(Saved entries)
━━━━━━━━━━

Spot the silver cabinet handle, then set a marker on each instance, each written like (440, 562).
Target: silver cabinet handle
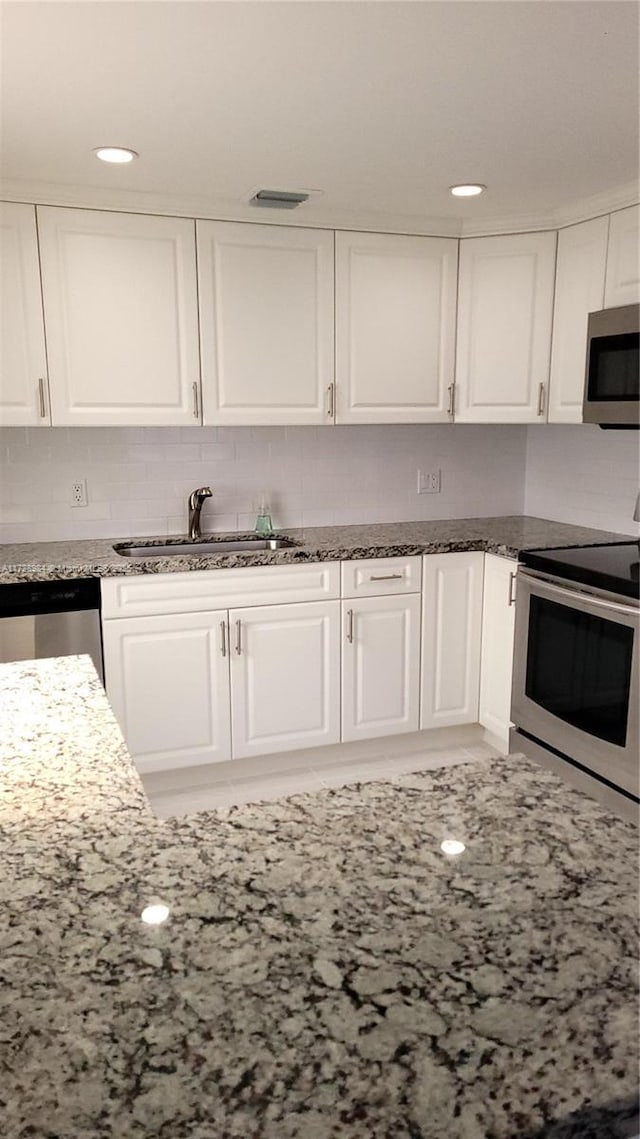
(541, 399)
(41, 398)
(331, 400)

━━━━━━━━━━

▶ _The problem_: Repeat the records in full, exactly as they appear, without the pictures.

▶ _Response below_:
Spot the silver cabinet handle, then set a marker on each instance, each written like (440, 562).
Target: silver cabinet handle
(541, 399)
(41, 398)
(331, 400)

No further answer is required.